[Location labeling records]
--
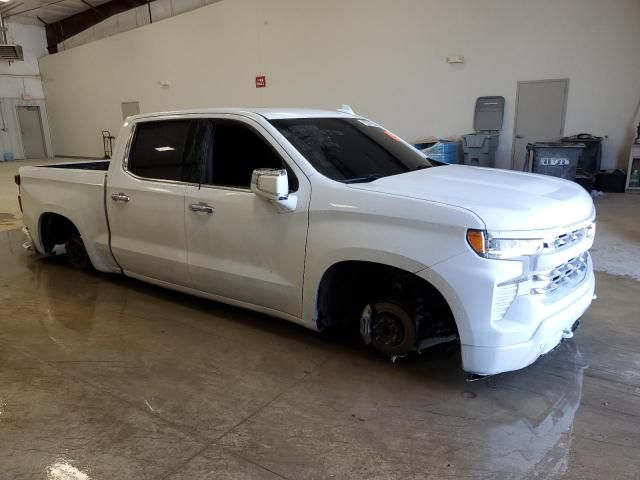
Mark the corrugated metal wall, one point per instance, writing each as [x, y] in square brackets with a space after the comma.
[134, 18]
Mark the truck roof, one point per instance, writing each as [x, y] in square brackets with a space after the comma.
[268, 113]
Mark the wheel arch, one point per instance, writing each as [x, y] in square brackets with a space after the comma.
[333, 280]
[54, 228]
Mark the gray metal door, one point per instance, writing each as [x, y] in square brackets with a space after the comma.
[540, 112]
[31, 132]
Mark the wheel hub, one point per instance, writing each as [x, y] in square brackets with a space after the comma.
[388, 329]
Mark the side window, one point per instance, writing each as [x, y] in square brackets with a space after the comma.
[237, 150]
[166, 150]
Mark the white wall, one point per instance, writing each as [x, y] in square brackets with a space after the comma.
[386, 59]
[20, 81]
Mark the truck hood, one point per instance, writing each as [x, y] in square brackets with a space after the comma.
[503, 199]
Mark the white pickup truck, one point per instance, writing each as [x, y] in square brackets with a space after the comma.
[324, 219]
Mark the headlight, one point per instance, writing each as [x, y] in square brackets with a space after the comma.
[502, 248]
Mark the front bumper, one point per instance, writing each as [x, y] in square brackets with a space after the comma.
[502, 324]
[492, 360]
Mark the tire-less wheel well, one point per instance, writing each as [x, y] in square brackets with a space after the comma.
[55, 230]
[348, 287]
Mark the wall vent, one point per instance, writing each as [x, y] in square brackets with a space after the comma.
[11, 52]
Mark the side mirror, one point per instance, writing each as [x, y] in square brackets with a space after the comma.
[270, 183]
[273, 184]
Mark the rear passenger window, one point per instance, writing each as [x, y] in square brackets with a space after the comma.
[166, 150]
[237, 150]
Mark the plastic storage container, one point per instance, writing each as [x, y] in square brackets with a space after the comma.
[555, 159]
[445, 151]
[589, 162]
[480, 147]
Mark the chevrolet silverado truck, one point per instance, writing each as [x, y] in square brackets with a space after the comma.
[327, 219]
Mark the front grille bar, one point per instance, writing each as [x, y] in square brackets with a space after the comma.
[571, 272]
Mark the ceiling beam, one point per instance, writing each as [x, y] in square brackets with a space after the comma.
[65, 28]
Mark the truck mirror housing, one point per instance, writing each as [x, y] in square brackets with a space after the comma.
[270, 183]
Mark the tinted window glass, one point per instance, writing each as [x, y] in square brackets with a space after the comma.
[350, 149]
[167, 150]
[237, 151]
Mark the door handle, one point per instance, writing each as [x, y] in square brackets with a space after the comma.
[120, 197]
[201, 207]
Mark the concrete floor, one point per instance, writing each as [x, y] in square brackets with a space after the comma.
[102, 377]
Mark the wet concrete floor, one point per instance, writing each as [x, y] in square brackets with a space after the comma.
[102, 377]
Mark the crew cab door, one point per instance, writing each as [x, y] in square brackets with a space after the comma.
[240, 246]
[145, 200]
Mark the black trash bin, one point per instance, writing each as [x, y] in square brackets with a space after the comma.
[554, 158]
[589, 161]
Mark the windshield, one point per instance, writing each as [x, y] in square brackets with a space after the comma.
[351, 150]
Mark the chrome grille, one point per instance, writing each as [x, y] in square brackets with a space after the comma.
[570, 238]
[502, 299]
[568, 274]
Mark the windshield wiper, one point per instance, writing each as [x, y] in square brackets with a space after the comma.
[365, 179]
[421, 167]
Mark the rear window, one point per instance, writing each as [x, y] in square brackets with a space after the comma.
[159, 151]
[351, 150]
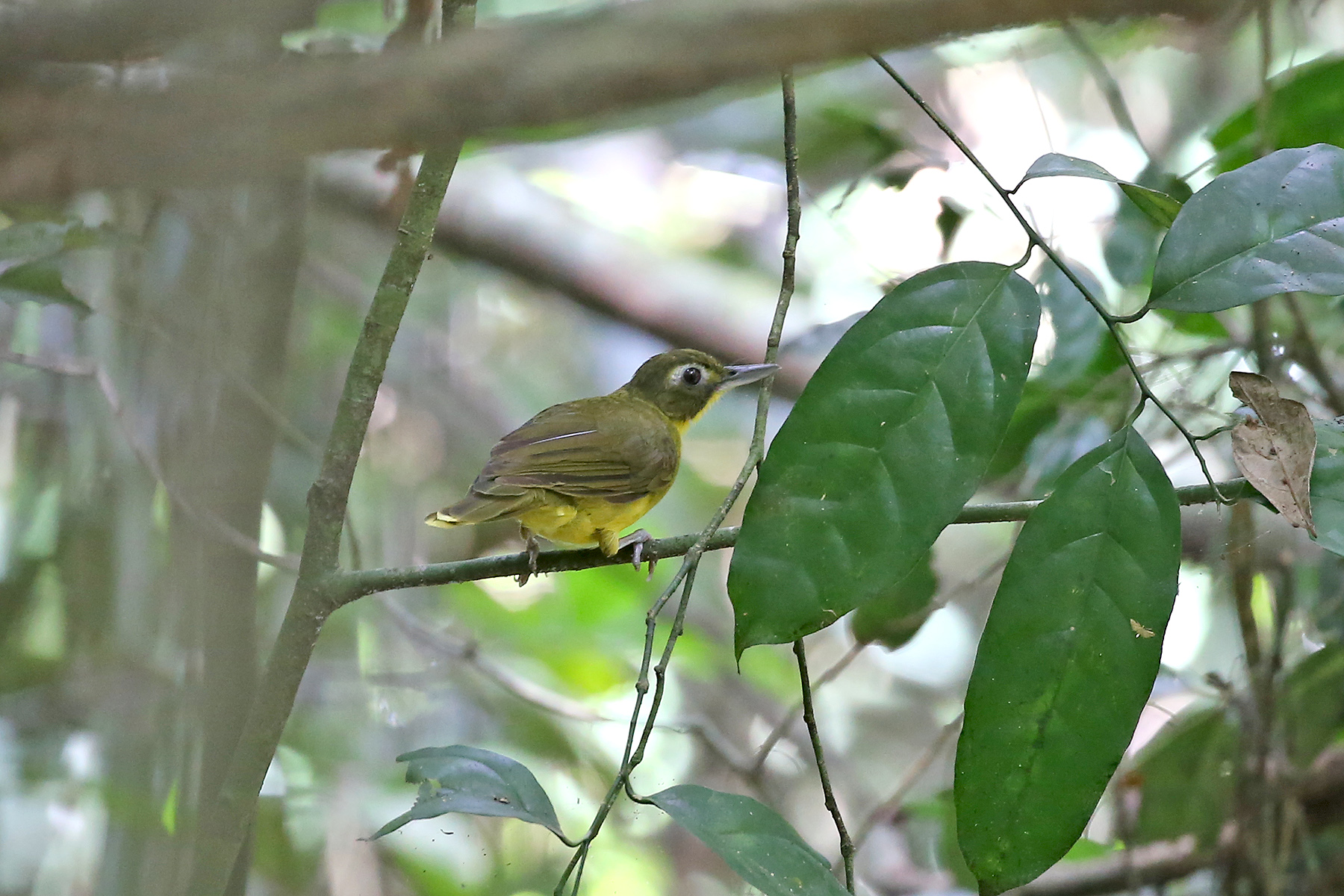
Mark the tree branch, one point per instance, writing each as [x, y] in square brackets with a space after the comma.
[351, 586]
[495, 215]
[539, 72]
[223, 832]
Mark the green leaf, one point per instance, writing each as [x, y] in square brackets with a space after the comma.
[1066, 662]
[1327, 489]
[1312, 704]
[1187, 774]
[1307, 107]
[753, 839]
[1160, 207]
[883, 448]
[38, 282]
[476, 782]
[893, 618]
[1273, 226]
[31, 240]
--
▶ _WHAT IS REQUIRED_: Output only these lines, word for word: the line containing "Mark the door" and every line after it through the last line of the data. Omit the pictures.

▶ _SOLUTION FOR THIS EXERCISE_:
Mark the door handle, one point per instance, writing each as [x, y] in square brackets with a space after the comma.
[120, 197]
[201, 207]
Mark the concrete floor, one point per instance, writing each as [x, y] in square brackets with a space after the comma.
[102, 377]
Mark the wet concrete floor, one point per instance, writing each as [x, y] in square brackets with a space after the comma.
[102, 377]
Mark the crew cab door, one point per instance, writing each as [x, y] in square brackets with a space after the comma.
[240, 246]
[145, 200]
Mark the black trash bin, one point per instance, writing each as [x, y] in square brackets with a space after the comma.
[554, 158]
[589, 161]
Mark the windshield, one point per instance, writing each as [x, y] in square brackets with a space after the comma.
[351, 150]
Mark the chrome grille, one point per instance, writing each as [x, y] in square brackets with a space after the comma.
[570, 238]
[502, 299]
[568, 274]
Mark the windshield wiper, one point per instance, writing each as [x, y] in square brackets with a space after the comma.
[365, 179]
[421, 167]
Mark the rear window, one point per instance, writing each as [x, y] in square brackets with a space after the comma.
[159, 151]
[351, 150]
Mark the tree branch, one point per instance, writing each as [x, y] in square brackets with a space after the comma.
[351, 586]
[495, 215]
[539, 72]
[223, 832]
Mark the green leaf, one point per instance, writing each as [x, y] in square brackets with a space after the comma.
[1066, 662]
[1327, 489]
[1312, 704]
[1187, 774]
[1307, 107]
[753, 839]
[1160, 207]
[883, 448]
[38, 282]
[476, 782]
[893, 618]
[1273, 226]
[31, 240]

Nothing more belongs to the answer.